**Your task:**
Reproduce verbatim everything in the items below, from the line containing "point: blue sky" down to the line containing "column 55, row 41", both lines included.

**Information provided:**
*****
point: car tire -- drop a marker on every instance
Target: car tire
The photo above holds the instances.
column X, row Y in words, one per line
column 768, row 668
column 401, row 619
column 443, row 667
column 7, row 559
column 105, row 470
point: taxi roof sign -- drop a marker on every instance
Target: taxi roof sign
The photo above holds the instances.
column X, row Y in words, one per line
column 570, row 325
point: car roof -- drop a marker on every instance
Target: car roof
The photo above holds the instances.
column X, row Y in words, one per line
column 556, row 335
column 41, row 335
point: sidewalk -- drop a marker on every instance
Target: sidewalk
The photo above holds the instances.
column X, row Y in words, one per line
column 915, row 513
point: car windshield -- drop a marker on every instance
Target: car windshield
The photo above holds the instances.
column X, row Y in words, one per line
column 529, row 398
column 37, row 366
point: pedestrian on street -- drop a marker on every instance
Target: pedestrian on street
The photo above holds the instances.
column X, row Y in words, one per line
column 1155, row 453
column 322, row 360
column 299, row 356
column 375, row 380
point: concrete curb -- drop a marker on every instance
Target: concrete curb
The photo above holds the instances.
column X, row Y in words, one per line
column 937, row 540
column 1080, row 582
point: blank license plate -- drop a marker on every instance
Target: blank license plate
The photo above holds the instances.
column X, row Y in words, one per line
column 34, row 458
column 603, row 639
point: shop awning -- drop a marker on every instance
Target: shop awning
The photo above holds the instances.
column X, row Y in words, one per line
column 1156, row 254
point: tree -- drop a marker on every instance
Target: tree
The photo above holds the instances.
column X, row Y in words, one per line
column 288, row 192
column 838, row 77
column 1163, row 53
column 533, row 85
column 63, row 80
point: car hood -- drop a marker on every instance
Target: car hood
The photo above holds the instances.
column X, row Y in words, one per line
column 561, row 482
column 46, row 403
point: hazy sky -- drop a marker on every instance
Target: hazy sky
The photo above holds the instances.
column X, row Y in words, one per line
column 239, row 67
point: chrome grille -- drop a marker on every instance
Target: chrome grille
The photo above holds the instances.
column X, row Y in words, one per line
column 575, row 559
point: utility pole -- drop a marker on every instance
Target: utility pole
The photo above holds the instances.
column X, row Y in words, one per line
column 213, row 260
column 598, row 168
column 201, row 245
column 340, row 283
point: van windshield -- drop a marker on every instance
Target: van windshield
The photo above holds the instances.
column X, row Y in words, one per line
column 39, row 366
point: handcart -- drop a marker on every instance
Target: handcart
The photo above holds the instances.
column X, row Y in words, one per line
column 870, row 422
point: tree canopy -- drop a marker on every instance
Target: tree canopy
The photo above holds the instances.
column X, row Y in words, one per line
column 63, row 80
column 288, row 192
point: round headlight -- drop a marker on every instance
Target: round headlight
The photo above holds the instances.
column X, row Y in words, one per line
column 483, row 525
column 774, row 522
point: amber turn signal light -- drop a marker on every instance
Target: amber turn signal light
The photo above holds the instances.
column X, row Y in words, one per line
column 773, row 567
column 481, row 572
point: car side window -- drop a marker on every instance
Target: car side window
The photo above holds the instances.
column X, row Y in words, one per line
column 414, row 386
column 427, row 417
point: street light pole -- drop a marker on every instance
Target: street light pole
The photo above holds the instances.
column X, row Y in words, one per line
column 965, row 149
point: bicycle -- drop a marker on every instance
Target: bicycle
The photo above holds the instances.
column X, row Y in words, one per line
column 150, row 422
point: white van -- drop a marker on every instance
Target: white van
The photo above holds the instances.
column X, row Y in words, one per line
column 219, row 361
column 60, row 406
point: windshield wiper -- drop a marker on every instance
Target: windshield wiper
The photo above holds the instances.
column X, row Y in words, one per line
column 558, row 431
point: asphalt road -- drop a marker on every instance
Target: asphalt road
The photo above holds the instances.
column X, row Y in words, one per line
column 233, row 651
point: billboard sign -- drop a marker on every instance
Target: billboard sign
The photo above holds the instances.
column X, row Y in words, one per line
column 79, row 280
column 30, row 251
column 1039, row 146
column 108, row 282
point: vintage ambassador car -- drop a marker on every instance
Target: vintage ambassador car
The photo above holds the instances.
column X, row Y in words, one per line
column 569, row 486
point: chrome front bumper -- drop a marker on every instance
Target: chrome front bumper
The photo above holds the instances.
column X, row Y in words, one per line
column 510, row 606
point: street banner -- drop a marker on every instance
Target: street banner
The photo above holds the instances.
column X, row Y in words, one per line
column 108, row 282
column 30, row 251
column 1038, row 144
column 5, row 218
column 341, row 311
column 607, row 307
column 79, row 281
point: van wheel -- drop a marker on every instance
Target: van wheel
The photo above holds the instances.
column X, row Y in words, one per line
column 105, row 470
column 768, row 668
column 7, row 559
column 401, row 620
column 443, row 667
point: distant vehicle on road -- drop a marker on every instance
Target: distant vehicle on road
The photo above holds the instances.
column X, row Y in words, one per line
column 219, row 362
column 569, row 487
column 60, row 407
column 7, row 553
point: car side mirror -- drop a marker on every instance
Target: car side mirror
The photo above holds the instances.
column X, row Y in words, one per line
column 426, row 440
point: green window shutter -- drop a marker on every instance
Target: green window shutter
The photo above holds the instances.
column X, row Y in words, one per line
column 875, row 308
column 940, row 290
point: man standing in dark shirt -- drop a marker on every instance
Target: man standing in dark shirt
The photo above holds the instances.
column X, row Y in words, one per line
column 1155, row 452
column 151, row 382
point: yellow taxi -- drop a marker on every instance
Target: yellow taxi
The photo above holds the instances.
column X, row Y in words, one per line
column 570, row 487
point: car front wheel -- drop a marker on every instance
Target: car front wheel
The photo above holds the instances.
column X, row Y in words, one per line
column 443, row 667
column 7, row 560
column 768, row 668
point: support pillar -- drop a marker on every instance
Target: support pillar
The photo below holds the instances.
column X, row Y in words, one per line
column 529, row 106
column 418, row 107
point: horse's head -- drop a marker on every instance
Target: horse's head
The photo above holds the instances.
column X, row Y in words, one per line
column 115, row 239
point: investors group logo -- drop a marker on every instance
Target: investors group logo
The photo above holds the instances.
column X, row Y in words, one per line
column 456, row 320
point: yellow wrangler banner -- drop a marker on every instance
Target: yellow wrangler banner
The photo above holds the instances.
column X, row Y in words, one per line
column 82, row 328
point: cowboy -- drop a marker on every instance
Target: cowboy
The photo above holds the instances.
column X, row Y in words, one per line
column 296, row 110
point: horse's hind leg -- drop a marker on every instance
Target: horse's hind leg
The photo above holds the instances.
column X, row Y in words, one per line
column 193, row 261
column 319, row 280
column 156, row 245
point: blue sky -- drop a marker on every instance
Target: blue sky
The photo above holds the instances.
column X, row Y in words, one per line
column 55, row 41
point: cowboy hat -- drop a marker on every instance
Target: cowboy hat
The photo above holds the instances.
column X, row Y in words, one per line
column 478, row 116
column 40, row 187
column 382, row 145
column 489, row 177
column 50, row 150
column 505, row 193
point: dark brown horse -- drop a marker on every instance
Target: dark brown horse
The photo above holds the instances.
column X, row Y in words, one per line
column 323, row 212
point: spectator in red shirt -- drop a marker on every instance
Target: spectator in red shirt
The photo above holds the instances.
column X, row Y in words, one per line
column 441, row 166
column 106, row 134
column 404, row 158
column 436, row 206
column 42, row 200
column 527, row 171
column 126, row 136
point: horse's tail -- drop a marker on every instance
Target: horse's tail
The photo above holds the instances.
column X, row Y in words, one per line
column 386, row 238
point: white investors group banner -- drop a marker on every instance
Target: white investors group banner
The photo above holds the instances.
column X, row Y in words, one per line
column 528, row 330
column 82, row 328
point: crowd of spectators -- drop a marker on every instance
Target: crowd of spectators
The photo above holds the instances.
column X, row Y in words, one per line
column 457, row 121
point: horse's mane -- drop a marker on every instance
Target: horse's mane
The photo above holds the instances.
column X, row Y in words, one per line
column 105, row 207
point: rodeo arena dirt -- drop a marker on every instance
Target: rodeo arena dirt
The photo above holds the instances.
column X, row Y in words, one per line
*****
**Expected answer:**
point: blue sky -- drop a marker on every instance
Target: blue sky
The photo above holds the instances.
column X, row Y in words, one per line
column 55, row 41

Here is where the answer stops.